What is required => Your answer should be the full set of records, printed exactly as they stand.

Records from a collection
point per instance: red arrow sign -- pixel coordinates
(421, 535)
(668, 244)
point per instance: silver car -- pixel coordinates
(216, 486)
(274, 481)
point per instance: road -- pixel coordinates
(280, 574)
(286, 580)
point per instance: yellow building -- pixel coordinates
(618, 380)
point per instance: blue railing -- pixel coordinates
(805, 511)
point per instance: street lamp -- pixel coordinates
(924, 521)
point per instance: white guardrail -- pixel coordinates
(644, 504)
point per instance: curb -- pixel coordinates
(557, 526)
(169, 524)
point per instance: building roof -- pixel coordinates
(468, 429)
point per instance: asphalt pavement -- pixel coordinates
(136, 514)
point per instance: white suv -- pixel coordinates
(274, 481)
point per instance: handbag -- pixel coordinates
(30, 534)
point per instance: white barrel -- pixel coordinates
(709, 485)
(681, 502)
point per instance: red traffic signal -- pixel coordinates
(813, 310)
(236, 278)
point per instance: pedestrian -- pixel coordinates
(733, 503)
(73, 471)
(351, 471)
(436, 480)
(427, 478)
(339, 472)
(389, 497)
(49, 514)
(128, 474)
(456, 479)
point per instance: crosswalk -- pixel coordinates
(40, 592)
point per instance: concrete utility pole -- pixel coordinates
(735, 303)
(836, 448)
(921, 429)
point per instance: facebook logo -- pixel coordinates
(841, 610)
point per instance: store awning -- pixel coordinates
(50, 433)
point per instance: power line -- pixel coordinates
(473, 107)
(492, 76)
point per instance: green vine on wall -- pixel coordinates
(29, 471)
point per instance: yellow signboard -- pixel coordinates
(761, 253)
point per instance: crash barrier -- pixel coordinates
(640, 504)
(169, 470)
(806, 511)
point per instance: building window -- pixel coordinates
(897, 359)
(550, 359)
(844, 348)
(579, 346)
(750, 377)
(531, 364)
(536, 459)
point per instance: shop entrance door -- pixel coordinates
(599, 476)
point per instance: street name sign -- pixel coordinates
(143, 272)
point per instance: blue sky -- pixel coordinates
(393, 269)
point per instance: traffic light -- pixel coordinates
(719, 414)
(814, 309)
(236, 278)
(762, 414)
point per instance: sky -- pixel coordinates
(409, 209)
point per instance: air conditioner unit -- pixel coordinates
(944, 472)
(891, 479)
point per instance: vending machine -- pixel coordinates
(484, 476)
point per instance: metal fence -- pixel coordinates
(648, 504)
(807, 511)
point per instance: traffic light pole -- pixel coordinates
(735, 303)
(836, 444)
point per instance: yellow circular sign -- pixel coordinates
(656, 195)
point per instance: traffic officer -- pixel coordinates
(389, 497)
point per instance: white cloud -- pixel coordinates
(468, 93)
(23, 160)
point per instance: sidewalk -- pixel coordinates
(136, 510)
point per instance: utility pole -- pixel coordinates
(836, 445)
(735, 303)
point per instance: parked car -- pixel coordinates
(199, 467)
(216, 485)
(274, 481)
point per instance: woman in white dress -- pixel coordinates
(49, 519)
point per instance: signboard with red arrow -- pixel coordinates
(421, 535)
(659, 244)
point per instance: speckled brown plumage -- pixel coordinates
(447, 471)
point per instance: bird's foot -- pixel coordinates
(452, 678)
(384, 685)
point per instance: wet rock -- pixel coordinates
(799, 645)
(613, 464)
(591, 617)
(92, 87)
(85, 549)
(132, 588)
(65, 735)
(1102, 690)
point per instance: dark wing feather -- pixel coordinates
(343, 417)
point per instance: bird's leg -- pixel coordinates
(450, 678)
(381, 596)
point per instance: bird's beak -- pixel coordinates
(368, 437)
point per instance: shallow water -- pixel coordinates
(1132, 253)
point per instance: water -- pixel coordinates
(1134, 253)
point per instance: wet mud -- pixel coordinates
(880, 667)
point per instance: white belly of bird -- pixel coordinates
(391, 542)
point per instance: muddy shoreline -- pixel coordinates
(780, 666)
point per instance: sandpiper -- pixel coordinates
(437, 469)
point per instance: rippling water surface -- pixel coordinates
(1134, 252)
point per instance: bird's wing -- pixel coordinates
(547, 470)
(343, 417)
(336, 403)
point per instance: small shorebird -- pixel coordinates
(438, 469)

Response area =>
point per instance: red arrow sign -- pixel coordinates
(421, 535)
(668, 244)
point per instance: silver car -- pixel coordinates
(216, 486)
(274, 481)
point per instance: road -- pixel coordinates
(280, 574)
(286, 580)
point per instance: yellow building -- pixel coordinates
(618, 380)
point per instance: blue railing -- pixel coordinates
(805, 511)
point per instance: street lamp -- pixel coordinates
(924, 521)
point per instance: white guardrail -- pixel coordinates
(644, 504)
point per instance: curb -- pixel coordinates
(557, 526)
(169, 524)
point per instance: building roof -- pixel coordinates
(468, 429)
point per instance: asphalt pavement -- pixel coordinates
(136, 514)
point per instance: white suv -- pixel coordinates
(274, 481)
point per instance: handbag -- pixel coordinates
(30, 534)
point per instance: white barrel -- pixel coordinates
(709, 485)
(681, 502)
point per instance: red traffic signal -- pixel coordinates
(813, 310)
(236, 278)
point per instance: pedestrian -- pixel coordinates
(733, 503)
(73, 471)
(351, 471)
(436, 480)
(427, 478)
(339, 472)
(389, 497)
(49, 514)
(128, 474)
(456, 479)
point per instance: crosswalk -- pixel coordinates
(40, 592)
point per instance: concrete utility pole -- pixel coordinates
(735, 303)
(836, 448)
(921, 429)
point per instance: facebook logo -- pixel coordinates
(841, 610)
point per instance: store awning -- pixel coordinates
(50, 433)
point per instance: power line -- pixel coordinates
(473, 107)
(492, 76)
point per instance: green vine on wall -- pixel coordinates
(29, 471)
point per instance: yellow signboard -- pixel coordinates
(761, 253)
point per instance: crash barrier -- pixel coordinates
(640, 504)
(169, 470)
(806, 511)
point per instance: building window -- pixel coordinates
(897, 359)
(550, 359)
(844, 348)
(579, 346)
(750, 377)
(531, 364)
(536, 459)
point per instance: shop entrance door -- pixel coordinates
(599, 476)
point per instance: street name sign -- pixel coordinates
(143, 272)
point per instance: blue sky -- pixel coordinates
(393, 269)
point per instance: traffic light -- pixel coordinates
(719, 414)
(814, 309)
(236, 278)
(762, 414)
point per instance: sky -- pixel coordinates
(409, 209)
point per instance: air conditioner unit -- pixel coordinates
(944, 472)
(891, 479)
point per instance: vending machine -- pixel coordinates
(484, 476)
point per instance: metal fence -- pixel coordinates
(648, 504)
(807, 511)
point per instance: traffic light pole -- pixel coordinates
(735, 303)
(836, 444)
point per instance: yellow circular sign -- pixel coordinates
(656, 195)
point per instance: traffic officer -- pixel coordinates
(389, 497)
point per instance: white cloud -- pixel coordinates
(468, 93)
(23, 160)
point per instance: sidewalk -- pixel coordinates
(136, 510)
point per instance: utility pole -- pixel coordinates
(836, 445)
(735, 303)
point per instance: parked car -- pixel coordinates
(199, 467)
(216, 485)
(274, 481)
point per instance: woman in white dress -- pixel coordinates
(49, 519)
point per instance: signboard with red arrow -- pixel coordinates
(421, 535)
(659, 244)
point per instance: speckled brown plumage -- pixel coordinates
(447, 471)
point per instance: bird's foot -- pixel coordinates
(452, 678)
(384, 685)
point per instance: wet rock -- pixel coordinates
(799, 645)
(613, 464)
(591, 617)
(92, 87)
(85, 549)
(132, 588)
(65, 735)
(1102, 690)
point per instance: dark wing feather -- pixel coordinates
(343, 417)
point per instance: bird's leg -- pixel coordinates
(450, 678)
(381, 596)
point per instance: bird's beak -- pixel coordinates
(368, 437)
point per instance: shallow water -- pixel coordinates
(1132, 253)
point per instance: water -- pixel coordinates
(1134, 253)
point per instance: wet mud -- pixel coordinates
(880, 667)
point per instance: white belly of bird -- pixel coordinates
(391, 542)
point per instance: muddy shoreline -- pixel coordinates
(780, 666)
point per instance: sandpiper -- pixel coordinates
(437, 469)
point per instance: rippling water surface -- pixel coordinates
(1134, 252)
point per instance: bird's wing -- pixel coordinates
(547, 470)
(343, 417)
(336, 403)
point per instance: small shorebird -- pixel coordinates
(438, 469)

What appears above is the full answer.